Exercise prompt:
Repeat every record below exactly, but leave out any pictures.

Material provided:
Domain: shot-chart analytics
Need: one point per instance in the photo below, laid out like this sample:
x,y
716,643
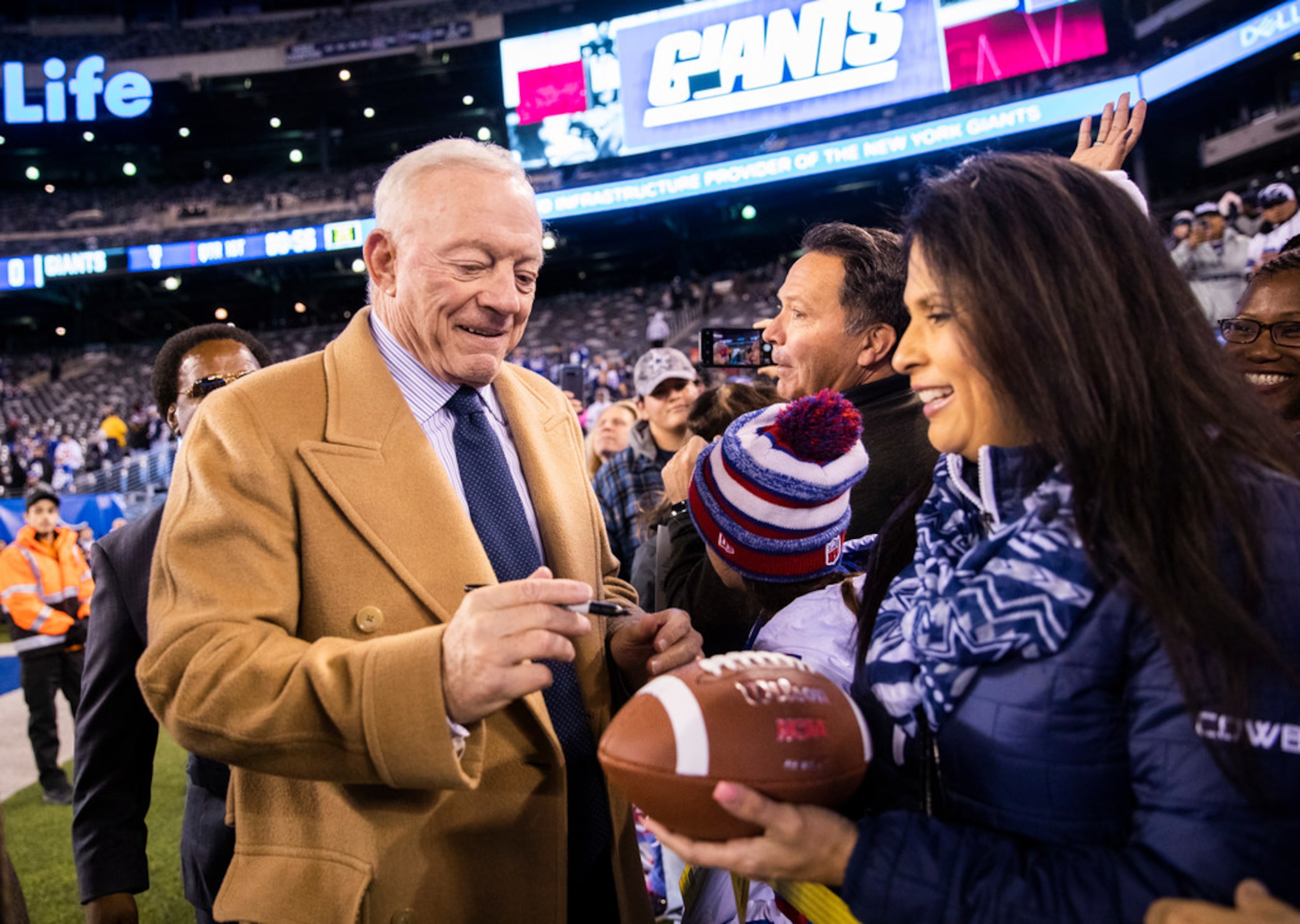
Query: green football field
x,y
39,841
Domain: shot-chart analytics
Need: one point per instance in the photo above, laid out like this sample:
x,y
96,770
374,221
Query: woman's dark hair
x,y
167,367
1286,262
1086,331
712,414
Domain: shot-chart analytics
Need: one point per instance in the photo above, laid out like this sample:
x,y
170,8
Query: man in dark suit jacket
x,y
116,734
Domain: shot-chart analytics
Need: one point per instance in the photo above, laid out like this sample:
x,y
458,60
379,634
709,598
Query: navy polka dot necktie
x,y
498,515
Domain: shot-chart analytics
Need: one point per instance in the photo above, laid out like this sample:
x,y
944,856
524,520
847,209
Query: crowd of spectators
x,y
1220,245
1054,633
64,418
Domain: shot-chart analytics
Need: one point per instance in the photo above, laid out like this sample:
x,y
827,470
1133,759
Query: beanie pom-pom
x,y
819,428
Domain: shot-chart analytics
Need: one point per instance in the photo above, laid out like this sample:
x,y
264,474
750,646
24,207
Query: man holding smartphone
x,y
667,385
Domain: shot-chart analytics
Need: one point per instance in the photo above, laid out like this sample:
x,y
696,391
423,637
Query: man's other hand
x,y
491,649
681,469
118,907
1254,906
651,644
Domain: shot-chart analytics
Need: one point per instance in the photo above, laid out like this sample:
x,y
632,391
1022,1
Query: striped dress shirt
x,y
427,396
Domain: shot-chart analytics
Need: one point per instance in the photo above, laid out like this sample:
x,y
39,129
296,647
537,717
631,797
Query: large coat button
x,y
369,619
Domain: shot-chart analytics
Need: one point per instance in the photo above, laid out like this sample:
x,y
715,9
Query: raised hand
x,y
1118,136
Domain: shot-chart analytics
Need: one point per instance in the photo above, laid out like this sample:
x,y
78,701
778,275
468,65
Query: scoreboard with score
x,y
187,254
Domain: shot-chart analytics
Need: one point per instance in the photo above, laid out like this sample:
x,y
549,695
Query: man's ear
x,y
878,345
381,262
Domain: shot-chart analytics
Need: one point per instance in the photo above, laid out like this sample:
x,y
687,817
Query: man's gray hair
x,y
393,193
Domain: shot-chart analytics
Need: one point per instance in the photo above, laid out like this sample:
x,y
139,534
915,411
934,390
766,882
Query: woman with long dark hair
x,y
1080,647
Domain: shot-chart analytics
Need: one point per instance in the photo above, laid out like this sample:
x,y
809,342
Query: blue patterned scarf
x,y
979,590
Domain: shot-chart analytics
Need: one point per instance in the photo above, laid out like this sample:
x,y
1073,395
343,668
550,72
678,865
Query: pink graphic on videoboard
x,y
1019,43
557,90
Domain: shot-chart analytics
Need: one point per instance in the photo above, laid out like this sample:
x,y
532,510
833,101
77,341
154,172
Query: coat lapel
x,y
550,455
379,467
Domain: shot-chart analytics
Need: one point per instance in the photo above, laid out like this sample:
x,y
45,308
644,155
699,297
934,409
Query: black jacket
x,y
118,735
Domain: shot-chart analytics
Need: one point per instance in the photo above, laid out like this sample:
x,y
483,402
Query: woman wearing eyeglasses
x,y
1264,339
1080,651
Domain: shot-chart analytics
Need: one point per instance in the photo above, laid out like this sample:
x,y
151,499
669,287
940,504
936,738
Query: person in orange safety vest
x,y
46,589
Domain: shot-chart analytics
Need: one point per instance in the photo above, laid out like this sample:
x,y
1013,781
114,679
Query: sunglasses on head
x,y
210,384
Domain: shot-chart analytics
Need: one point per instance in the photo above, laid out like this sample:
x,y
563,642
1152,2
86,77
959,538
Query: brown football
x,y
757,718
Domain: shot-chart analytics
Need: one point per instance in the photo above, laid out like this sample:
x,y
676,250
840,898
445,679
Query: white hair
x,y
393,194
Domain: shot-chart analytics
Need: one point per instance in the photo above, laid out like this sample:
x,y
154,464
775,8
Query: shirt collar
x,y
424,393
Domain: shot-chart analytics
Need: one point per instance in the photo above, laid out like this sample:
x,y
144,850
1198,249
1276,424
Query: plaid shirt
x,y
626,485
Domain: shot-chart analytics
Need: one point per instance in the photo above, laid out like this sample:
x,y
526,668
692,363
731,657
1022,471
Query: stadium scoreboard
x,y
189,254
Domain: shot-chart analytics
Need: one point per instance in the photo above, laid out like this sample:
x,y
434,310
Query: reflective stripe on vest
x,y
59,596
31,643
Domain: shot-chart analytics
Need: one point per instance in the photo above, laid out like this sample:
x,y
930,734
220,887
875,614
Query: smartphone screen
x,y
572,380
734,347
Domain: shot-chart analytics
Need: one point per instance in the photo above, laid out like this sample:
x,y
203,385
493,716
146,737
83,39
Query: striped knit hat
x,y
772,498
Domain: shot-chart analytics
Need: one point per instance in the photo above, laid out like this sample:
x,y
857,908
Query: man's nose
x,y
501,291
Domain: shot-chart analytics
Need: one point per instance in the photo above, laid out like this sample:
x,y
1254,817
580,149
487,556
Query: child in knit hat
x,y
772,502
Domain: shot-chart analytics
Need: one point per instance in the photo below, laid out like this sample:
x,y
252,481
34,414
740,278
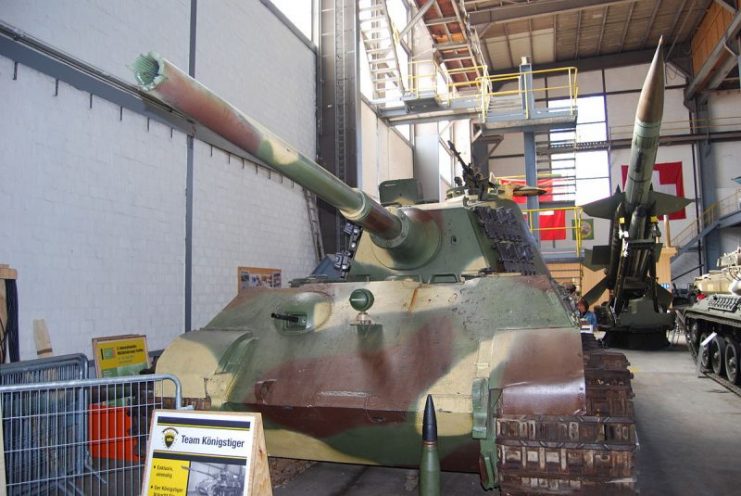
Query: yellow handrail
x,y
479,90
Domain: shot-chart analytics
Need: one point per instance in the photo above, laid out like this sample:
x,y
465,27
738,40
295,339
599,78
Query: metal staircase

Solution to the exercise:
Domain: shot-chart analytics
Need: one point per instance in the photo below, laid out like this sample:
x,y
716,643
Query: green football field
x,y
39,841
Domain: shot-chart analytics
Need: one point per instance in the photo above, laid out like this sample:
x,y
96,770
374,221
Query: woman's dark hair
x,y
167,367
1286,262
1086,331
712,414
Domain: shot-chart analytics
Need: one point per instance in the photo above, laid out like this sample:
x,y
170,8
Query: man in dark suit jacket
x,y
116,734
Domain: shot-chart analytics
Need: one point per instance in the photo above, laid out like this sample:
x,y
458,60
379,634
709,598
Query: navy polka dot necktie
x,y
498,515
Domain: shot-chart analytics
Need: one point per instance in the photo above, laid out like this sample:
x,y
944,856
524,520
847,209
Query: crowd of spectators
x,y
1220,245
1054,633
64,418
Domain: shot-chart analytics
Need: one point per instance in the photo above, laid out like this sample:
x,y
827,470
1133,759
Query: beanie pom-pom
x,y
819,428
Domain: shot-chart analytics
Need: one point per instance in the photo above, laid out like this sample:
x,y
264,474
750,646
24,207
Query: man holding smartphone
x,y
667,385
Domain: shot-chart analytics
Need: one point per instance in the photo above, laid out like this sample:
x,y
696,391
423,637
Query: man's other hand
x,y
491,649
681,469
118,907
1254,906
651,644
Domain: shot-chart analytics
Need: one point per instance in the photo above, laid out like this sample:
x,y
632,391
1022,1
Query: striped dress shirt
x,y
427,396
Domain: shot-chart analytics
Need: one point per instance in the photo above, laid out like this sample:
x,y
39,129
296,647
537,717
631,797
Query: large coat button
x,y
369,619
Domain: shot-chart analytics
Need: one point per instance in the photo above, laid out like this sample:
x,y
715,9
Query: raised hand
x,y
1118,136
Domain: shot-chart analytics
Need: one point per instance in the photo above, laid out like this sample:
x,y
78,701
778,275
468,65
Query: scoreboard with score
x,y
187,254
Domain: shot-chart analytics
Need: one point per instance in the photo above, laid out like this sample:
x,y
549,695
Query: man's ear
x,y
878,345
381,262
Domain: shot-chart analytics
Need: one point per instance in the photo above, laid out like this sample:
x,y
687,817
Query: man's gray hair
x,y
393,193
Domain: shot-chart analytics
Need: one point per instance in the photo above, laid out like this sample:
x,y
139,534
915,411
934,390
766,882
Query: woman with long dark hair
x,y
1080,647
Domain: shot-chart analytics
Need: one point per instance in the photo above, laid out like this sample:
x,y
809,342
Query: blue patterned scarf
x,y
979,590
Domain: shot-chart analytics
Need: one point per instance in the photo above, laid out like this sample:
x,y
1073,395
343,668
550,72
678,865
Query: pink graphic on videoboard
x,y
1019,43
557,90
Domain: shot-chart analytics
Need: one point per instance in the photo above, laid out like this sample:
x,y
532,510
833,101
77,341
154,172
Query: coat lapel
x,y
550,455
379,467
Domain: shot-chart analytics
Need: one point per instance in the photo above, laid out like this sample:
x,y
45,308
644,155
699,297
934,409
Query: black jacket
x,y
118,735
Domain: shot-chart analytics
Need: one point per instance in the photo above, laid out like this sample:
x,y
483,402
Query: woman wearing eyeglasses
x,y
1264,339
1080,651
Domain: shot-chart analytics
Need: one point per instance in the photo above, laid out like this sample:
x,y
151,499
669,287
940,504
936,738
Query: person in orange safety vest
x,y
46,589
Domain: shot-chart analytics
Need: one point per instance in the photo above, laid out like this sample:
x,y
1013,781
114,679
Query: sunglasses on head
x,y
210,384
Domain: shot-chart analytics
Need: one point per instance in the photo above, laid out like this sample:
x,y
563,642
1152,2
86,77
959,538
Query: brown football
x,y
757,718
Domain: shot-chart analytics
Need: one point per instance in the photo above, laid out like this sample:
x,y
676,250
840,898
445,679
Query: white hair
x,y
393,194
Domain: shot-chart analytics
Need: one point per instance in the photo above, laid out like this sample:
x,y
154,464
775,8
Query: shirt collar
x,y
424,393
Domain: shot-chart analytics
Need: one point per instance in the photo above, laid out like this sample:
x,y
144,850
1198,249
1276,424
Query: plaid shirt
x,y
626,485
Domain: shot-chart analytics
Need: one point per instance in the photo above, laid out like this sample:
x,y
526,668
692,363
731,657
1022,471
Query: stadium scoreboard
x,y
189,254
Domain: shot-chart analytics
Need: one point per instance in the photo above, laid out like this sample:
x,y
434,310
Query: reflective stripe on vest
x,y
59,596
31,643
Domain: shot-chart analytics
Need: one point per instance in the photo above, laid out like this sample:
x,y
930,734
220,887
875,614
Query: smartphone screen
x,y
572,380
734,347
Domain: shot-chart analytics
Need: one point per instance in the photo above, laid out like this sample:
x,y
203,385
493,716
146,737
83,39
Query: striped knit hat
x,y
772,498
Domain: shot-chart analytics
Need: one point per instance in the photo above, laid out like this sample:
x,y
857,908
Query: man's nose
x,y
501,291
Domain: shot-chart analytics
Need: one point per instance in the photo above, laid out like this sample:
x,y
1254,817
580,149
487,556
Query: child in knit hat
x,y
772,502
Domain: shot-chart analytics
Need: one point per instance in the photo below, laid out like this sample:
x,y
252,481
34,414
740,278
Query: yellow handrail
x,y
479,90
Domain: shot-chart analytics
Need: one point per instance in the photo above, laid out like this sample:
x,y
465,27
738,40
295,339
599,78
Query: metal staircase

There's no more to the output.